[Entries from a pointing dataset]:
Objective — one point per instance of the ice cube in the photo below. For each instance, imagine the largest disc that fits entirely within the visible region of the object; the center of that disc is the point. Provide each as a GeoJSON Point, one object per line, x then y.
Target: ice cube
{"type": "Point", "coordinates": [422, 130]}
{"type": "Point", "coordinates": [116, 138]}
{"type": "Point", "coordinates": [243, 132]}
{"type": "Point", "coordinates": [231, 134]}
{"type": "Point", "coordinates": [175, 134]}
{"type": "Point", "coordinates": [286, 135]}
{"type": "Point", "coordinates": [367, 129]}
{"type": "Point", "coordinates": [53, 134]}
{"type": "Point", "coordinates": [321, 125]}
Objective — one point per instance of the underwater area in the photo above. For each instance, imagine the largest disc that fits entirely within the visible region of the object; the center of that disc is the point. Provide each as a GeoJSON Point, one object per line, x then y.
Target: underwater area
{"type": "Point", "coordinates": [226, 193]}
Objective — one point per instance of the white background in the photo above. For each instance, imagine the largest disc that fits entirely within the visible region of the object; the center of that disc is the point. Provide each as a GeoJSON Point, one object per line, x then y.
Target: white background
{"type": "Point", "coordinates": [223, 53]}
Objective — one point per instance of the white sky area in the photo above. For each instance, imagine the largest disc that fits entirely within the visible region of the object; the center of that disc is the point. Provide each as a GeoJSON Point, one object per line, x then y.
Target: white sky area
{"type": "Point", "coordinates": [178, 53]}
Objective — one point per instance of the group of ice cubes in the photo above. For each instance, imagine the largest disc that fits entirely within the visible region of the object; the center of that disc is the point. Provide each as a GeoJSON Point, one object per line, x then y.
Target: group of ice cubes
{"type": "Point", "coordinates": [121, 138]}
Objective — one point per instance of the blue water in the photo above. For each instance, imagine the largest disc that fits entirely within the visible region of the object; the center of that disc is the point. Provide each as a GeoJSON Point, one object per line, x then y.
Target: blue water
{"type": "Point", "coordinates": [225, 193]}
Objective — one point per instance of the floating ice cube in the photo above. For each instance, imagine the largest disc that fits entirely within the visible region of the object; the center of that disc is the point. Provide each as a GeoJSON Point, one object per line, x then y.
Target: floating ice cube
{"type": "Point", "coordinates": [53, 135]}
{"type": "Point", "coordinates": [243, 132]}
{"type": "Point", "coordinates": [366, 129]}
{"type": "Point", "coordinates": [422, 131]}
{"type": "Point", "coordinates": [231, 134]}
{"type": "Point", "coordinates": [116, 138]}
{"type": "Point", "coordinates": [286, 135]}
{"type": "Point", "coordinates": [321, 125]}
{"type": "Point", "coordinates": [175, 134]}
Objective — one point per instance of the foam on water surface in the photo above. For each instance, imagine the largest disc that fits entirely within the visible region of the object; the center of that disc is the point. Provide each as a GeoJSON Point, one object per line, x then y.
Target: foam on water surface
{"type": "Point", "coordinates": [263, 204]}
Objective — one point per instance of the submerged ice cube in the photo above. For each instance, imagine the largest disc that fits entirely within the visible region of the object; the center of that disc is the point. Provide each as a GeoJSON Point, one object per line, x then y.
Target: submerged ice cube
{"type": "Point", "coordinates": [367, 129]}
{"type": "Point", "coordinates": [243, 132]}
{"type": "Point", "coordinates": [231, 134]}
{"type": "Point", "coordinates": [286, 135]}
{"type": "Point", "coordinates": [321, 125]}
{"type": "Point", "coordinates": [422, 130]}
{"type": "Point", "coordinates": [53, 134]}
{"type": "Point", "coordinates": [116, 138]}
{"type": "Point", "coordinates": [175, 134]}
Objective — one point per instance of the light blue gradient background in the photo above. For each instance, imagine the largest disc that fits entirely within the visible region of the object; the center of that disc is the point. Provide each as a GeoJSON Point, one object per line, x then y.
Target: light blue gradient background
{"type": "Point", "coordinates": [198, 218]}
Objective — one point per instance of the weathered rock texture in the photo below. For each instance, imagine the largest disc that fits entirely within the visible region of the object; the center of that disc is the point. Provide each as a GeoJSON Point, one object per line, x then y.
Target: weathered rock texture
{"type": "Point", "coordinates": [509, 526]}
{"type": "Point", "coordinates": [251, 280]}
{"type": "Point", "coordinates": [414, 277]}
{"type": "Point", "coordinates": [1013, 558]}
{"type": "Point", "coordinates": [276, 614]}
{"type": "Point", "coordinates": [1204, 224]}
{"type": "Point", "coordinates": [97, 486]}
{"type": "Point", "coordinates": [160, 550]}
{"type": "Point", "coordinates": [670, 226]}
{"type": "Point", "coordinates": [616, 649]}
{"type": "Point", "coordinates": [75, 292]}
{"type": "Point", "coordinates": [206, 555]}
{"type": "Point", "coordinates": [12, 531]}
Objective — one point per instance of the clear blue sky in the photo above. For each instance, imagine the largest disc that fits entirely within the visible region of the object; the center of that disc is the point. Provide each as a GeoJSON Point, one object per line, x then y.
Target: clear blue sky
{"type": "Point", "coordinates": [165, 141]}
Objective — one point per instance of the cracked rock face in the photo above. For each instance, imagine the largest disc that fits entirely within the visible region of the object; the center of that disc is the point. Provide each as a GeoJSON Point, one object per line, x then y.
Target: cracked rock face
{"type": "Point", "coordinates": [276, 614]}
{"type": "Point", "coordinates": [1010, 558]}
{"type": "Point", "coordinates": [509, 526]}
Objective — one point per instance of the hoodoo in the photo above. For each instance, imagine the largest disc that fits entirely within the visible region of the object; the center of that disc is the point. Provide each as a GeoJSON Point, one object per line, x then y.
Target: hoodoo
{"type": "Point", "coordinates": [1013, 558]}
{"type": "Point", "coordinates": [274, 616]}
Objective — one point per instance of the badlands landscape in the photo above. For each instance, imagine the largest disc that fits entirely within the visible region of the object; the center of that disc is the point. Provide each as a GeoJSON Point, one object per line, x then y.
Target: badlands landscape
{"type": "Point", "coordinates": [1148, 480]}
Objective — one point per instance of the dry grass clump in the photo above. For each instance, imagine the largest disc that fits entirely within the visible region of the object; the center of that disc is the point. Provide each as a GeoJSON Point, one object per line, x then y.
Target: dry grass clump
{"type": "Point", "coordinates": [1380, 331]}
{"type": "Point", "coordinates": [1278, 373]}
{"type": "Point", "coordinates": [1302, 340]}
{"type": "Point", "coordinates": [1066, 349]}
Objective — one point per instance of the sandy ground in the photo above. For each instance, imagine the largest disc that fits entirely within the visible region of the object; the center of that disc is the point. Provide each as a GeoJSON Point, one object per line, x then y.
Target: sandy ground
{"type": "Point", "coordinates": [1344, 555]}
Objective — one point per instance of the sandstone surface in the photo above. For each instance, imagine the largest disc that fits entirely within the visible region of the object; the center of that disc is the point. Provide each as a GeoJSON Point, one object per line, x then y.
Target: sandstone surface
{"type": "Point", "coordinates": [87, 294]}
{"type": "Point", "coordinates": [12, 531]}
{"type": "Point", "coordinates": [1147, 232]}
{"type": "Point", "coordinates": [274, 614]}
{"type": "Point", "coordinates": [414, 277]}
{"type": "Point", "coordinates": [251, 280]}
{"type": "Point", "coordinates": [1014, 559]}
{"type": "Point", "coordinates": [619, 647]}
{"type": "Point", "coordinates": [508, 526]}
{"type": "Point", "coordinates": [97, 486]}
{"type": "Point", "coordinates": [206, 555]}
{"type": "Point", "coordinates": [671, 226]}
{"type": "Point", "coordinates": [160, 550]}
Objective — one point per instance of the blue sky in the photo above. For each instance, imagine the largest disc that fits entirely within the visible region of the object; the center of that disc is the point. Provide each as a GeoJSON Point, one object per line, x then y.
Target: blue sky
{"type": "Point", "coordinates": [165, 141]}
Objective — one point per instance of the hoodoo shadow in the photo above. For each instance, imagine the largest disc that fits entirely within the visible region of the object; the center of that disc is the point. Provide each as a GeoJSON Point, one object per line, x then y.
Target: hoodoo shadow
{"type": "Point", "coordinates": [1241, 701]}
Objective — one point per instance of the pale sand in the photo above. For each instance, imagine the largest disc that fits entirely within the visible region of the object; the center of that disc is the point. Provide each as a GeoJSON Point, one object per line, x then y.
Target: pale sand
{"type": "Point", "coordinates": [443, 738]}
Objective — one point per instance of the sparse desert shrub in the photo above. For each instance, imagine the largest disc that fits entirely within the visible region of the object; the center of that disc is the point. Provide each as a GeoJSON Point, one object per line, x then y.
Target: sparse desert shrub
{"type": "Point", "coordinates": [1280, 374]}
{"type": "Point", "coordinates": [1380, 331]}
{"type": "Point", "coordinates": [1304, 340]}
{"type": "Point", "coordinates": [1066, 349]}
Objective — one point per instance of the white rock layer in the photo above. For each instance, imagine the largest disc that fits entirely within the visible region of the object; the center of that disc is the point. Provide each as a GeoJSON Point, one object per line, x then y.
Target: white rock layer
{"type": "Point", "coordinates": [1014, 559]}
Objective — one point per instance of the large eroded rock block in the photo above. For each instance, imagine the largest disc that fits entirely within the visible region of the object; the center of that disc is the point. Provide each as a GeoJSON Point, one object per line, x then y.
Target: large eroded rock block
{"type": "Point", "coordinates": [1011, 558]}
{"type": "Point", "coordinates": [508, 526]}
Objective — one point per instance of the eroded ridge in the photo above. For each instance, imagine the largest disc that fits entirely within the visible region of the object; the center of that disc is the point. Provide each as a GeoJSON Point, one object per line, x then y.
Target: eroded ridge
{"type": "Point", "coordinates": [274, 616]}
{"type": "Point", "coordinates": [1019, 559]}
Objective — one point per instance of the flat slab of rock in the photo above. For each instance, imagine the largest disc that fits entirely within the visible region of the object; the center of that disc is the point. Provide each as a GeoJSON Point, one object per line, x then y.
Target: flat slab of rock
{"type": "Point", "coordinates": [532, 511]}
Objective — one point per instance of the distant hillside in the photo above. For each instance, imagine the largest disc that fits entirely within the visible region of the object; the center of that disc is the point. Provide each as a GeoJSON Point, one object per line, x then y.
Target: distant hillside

[Exercise requirements]: Copy the entries above word for word, from their very start down to and including the line that contains "Target: ice cube".

[Worked answer]:
Objective — one point per instance of the ice cube in the photo below. For each instance, imagine the largest disc that fits entirely within the visible region of the object; the center of that disc is the point. Provide each as a GeoJSON Point, one object per line, x then y.
Target: ice cube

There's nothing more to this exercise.